__TASK TO COMPLETE__. Retype exactly the lines from the line with "Guideline: for every instance of the person" to the end of the data, keeping both boundary lines.

━━━━━ RECORDED INFORMATION ━━━━━

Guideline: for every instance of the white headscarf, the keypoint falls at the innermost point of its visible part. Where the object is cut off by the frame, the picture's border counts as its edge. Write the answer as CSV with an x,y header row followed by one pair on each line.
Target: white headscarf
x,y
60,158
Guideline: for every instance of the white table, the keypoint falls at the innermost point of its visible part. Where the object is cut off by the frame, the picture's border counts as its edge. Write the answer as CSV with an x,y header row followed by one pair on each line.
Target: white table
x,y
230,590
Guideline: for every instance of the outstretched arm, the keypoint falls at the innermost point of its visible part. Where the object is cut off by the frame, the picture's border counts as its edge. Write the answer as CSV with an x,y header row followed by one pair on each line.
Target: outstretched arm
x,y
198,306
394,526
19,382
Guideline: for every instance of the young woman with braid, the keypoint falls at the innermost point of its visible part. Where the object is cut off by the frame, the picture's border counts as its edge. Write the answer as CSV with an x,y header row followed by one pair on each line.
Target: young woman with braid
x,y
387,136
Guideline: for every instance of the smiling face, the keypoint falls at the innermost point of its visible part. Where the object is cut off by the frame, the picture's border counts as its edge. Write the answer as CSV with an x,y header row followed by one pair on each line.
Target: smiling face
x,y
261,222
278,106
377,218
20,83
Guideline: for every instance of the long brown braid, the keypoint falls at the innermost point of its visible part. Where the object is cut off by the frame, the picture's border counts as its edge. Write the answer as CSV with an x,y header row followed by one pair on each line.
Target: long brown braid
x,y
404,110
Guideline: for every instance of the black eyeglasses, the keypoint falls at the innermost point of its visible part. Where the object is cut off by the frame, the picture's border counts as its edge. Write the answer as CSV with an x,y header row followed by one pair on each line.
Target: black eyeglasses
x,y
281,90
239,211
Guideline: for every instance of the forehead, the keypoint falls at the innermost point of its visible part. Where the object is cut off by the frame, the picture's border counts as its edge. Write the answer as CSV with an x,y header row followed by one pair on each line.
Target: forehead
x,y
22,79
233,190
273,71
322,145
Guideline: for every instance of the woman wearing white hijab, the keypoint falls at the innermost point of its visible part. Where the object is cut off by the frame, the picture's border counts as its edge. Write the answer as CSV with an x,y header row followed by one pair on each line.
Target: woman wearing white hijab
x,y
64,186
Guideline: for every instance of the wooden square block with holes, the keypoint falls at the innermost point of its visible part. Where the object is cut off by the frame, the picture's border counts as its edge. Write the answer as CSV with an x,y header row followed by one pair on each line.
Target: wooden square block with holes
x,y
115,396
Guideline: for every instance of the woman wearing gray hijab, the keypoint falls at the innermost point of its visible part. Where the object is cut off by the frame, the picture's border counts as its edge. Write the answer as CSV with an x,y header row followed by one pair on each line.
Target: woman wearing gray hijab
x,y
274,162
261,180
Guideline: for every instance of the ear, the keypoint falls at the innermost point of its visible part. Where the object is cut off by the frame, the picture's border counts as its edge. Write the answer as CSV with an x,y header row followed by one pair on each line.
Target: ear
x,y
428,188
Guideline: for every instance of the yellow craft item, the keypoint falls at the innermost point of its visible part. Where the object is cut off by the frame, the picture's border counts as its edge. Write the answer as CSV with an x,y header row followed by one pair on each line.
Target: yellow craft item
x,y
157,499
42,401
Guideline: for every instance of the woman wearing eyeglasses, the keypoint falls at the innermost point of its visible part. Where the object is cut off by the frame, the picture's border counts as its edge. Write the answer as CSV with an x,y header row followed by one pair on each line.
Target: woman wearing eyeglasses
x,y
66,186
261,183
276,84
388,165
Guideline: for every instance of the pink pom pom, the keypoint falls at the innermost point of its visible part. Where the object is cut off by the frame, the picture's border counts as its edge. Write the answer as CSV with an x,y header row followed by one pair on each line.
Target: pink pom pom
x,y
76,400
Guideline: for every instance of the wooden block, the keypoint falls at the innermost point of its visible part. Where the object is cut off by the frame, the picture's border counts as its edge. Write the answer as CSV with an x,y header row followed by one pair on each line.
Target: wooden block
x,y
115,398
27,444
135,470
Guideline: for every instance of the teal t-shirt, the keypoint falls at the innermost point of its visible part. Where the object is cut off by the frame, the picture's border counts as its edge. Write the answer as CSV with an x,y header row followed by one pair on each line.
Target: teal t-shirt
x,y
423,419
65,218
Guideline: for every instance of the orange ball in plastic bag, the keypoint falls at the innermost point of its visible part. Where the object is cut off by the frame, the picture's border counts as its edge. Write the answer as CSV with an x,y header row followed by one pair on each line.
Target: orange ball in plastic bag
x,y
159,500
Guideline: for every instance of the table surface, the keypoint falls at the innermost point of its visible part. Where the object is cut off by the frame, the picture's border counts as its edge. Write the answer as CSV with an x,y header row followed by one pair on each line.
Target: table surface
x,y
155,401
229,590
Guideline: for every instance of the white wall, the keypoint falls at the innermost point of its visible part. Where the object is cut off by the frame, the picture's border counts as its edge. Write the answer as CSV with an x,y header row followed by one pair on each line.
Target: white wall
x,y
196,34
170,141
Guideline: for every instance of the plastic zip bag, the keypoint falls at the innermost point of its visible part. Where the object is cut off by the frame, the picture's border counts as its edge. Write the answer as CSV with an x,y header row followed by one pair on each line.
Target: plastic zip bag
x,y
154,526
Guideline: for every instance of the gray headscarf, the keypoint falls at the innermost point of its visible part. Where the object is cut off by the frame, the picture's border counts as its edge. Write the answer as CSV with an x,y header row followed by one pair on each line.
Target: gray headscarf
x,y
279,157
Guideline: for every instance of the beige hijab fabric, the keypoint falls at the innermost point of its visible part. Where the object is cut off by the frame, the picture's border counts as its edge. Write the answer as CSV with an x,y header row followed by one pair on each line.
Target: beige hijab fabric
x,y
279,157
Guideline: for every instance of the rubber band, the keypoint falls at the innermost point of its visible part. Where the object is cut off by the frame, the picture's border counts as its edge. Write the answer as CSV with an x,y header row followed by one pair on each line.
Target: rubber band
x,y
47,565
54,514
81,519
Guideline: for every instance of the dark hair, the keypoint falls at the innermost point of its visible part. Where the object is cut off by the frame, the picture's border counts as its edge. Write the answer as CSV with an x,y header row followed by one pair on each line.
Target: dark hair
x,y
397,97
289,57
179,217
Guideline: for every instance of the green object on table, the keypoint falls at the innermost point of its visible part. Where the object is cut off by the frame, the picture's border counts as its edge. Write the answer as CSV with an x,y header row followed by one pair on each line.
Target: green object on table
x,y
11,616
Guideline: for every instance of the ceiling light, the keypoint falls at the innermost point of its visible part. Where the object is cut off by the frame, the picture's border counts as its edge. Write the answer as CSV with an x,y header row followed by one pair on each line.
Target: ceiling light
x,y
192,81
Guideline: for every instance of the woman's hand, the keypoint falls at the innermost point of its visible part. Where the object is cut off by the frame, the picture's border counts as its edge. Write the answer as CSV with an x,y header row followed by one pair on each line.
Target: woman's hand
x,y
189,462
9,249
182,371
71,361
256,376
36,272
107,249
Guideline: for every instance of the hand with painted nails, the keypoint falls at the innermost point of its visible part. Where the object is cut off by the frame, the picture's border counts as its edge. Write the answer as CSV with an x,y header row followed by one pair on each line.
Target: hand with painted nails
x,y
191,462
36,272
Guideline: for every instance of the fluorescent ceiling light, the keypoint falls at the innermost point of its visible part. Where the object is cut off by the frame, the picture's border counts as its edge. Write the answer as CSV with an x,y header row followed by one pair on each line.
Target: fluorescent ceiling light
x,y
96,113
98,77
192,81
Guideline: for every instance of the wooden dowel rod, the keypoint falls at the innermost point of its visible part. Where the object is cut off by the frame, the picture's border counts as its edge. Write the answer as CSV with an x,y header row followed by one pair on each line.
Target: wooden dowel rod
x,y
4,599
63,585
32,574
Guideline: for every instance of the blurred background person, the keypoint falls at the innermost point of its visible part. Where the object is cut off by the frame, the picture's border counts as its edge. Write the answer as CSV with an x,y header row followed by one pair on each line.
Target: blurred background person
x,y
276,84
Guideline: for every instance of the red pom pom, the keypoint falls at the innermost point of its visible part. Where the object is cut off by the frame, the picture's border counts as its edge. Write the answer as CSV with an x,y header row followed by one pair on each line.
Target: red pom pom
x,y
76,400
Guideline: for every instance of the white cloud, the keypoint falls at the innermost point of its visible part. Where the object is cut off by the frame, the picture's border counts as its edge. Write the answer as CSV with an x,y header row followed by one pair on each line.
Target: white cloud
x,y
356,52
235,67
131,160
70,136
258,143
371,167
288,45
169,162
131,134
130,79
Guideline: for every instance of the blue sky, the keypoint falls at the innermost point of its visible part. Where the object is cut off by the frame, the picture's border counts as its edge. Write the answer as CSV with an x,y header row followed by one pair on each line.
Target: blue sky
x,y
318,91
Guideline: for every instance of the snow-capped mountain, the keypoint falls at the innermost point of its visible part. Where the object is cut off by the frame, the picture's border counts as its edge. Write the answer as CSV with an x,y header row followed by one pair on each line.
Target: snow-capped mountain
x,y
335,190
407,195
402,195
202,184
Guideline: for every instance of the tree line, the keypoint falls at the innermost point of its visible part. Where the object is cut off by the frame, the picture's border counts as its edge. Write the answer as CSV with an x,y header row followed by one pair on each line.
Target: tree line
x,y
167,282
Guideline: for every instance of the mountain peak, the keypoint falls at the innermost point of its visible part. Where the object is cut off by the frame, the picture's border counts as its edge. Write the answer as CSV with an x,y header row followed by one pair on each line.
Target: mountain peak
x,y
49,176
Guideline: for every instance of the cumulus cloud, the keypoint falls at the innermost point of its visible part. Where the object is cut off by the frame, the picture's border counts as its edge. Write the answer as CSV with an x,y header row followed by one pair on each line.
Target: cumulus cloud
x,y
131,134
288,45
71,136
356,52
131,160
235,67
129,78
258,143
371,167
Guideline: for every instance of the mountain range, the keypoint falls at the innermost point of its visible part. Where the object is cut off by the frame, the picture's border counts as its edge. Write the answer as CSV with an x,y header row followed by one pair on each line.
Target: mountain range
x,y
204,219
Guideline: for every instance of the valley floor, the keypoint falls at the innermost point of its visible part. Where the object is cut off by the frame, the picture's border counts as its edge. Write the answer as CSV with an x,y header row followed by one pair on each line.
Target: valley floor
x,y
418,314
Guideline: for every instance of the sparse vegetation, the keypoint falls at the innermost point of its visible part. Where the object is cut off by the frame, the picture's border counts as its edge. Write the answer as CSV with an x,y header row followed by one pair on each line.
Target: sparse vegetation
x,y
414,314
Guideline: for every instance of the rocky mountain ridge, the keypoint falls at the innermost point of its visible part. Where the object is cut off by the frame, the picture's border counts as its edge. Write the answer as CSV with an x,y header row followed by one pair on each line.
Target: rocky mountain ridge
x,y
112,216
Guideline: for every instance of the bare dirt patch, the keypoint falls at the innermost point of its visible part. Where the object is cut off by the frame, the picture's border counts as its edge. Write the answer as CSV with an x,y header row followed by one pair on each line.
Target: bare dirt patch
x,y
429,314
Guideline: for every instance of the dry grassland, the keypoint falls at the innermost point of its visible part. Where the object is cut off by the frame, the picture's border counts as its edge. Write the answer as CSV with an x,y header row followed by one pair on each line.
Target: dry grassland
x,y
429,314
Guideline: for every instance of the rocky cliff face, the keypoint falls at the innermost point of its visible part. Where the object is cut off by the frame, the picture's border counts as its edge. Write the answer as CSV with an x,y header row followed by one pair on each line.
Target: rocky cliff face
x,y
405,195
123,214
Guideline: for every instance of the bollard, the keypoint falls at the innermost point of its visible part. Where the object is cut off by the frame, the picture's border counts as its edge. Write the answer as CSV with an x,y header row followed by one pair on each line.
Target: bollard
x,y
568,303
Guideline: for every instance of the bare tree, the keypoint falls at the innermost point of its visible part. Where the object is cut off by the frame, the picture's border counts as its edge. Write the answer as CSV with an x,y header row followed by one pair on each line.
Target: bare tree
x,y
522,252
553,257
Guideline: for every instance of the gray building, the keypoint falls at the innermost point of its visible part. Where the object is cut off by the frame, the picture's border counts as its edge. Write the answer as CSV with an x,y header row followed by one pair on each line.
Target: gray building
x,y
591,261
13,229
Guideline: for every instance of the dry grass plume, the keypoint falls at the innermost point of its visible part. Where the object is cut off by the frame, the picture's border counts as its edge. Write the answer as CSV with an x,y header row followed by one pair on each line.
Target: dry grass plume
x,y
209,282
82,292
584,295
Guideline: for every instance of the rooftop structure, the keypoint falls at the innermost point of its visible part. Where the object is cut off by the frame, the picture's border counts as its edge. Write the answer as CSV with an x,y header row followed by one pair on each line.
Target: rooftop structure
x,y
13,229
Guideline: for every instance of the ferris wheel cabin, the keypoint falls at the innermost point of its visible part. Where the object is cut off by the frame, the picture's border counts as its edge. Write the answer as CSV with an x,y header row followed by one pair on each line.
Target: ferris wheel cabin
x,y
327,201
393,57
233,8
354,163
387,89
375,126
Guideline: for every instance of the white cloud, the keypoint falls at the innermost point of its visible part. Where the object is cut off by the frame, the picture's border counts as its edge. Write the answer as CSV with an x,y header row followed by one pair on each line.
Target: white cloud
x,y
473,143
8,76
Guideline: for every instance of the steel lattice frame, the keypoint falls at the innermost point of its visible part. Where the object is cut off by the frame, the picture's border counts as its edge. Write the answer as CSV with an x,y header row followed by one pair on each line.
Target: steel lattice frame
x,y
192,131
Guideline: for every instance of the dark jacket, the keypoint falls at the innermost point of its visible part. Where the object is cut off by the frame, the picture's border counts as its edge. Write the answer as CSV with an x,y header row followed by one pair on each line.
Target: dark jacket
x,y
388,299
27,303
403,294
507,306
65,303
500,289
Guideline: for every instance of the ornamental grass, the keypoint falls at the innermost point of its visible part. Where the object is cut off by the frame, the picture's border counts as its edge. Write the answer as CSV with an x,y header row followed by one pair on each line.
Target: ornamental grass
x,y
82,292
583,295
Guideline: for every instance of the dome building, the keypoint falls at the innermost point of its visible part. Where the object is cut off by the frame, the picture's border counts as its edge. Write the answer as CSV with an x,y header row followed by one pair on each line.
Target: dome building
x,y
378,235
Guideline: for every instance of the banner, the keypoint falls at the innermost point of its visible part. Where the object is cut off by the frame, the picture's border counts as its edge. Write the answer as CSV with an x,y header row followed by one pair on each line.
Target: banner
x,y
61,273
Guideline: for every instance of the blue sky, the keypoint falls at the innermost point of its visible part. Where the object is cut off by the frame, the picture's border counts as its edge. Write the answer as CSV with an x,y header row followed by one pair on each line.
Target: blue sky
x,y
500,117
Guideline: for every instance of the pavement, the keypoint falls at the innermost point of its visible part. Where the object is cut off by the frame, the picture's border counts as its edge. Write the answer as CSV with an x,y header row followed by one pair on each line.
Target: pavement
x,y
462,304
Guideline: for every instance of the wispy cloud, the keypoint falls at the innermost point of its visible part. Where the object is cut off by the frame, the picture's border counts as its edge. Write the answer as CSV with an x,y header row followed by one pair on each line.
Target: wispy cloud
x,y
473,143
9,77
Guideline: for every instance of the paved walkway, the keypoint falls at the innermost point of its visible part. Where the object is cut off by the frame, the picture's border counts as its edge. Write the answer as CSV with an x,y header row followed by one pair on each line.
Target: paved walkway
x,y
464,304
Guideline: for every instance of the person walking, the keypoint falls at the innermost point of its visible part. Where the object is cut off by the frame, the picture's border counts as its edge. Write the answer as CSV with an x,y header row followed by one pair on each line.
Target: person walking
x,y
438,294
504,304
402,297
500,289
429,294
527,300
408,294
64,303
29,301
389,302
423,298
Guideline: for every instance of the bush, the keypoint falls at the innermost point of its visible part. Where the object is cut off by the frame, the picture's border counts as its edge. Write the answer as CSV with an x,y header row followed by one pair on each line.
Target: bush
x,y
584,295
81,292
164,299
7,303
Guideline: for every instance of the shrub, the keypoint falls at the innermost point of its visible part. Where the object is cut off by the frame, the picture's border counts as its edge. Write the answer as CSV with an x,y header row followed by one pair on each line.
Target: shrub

━━━━━

__SOLUTION FOR THIS TASK__.
Guideline: for every instance of the person walking, the keypoint falls at the innermost point of its visible part. Where the object is cut off by the frame, the picture's border counts as its edge. Write the answer as CSV with an x,y header row followed by one pair on each line.
Target: person walking
x,y
438,294
504,304
402,297
500,289
429,294
527,300
408,294
64,303
29,301
389,302
423,298
Guideline: for every instance of the bush, the keypoint falls at the innermost point of its visible part. Where the object is cut off by the frame, the picture's border counts as its edge. Write the answer as CSV with an x,y header row followed by one pair on each line.
Target: bush
x,y
584,295
81,292
164,299
7,303
Guideline: for every instance of the shrub, the keypoint falls at the innermost point of its visible part. Where the object is cut off by the frame, the picture's border counts as its edge. Write the answer as CSV with an x,y header row followed by one pair on each line.
Target: shrub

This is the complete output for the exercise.